§ What you have to do
Every line below must be reproduced exactly; no pictures are to be included.

Image point grounding data:
============================================================

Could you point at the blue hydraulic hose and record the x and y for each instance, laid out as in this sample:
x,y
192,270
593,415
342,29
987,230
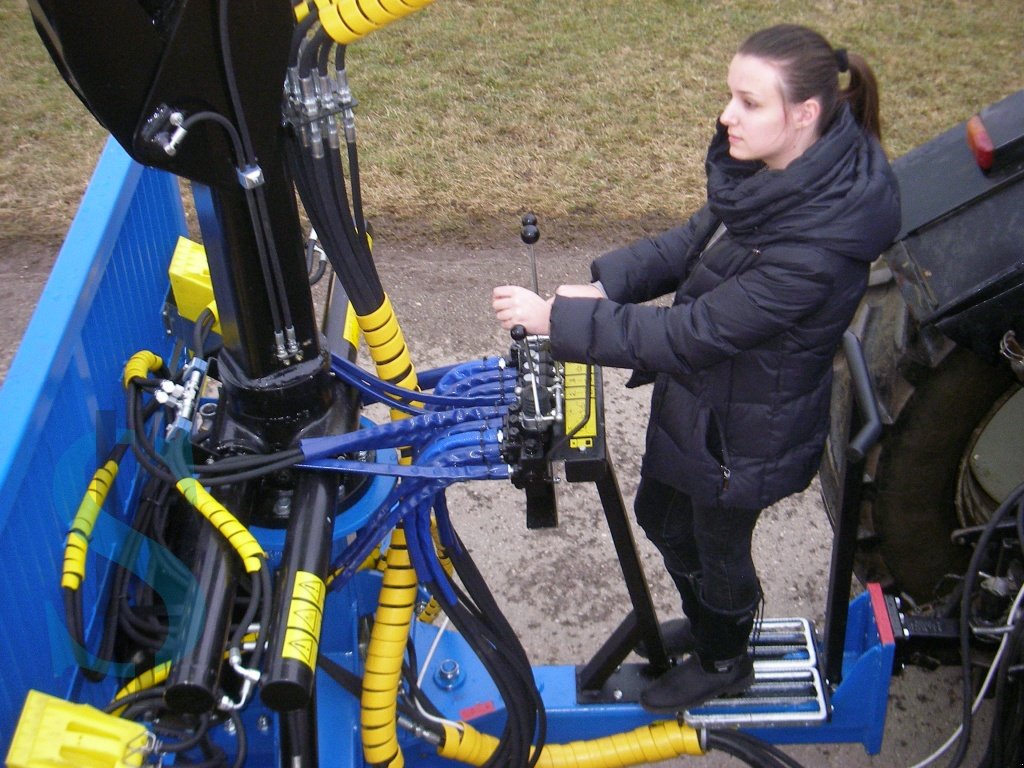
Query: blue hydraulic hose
x,y
469,383
465,370
401,432
412,472
395,507
384,391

============================================================

§ Written response
Could you point at the blue hydraulic hose and record the x and y for each instance, laid out as in this sample:
x,y
192,270
593,415
342,29
987,230
Query: blue hydraulic hose
x,y
469,383
465,370
401,432
412,472
395,507
384,391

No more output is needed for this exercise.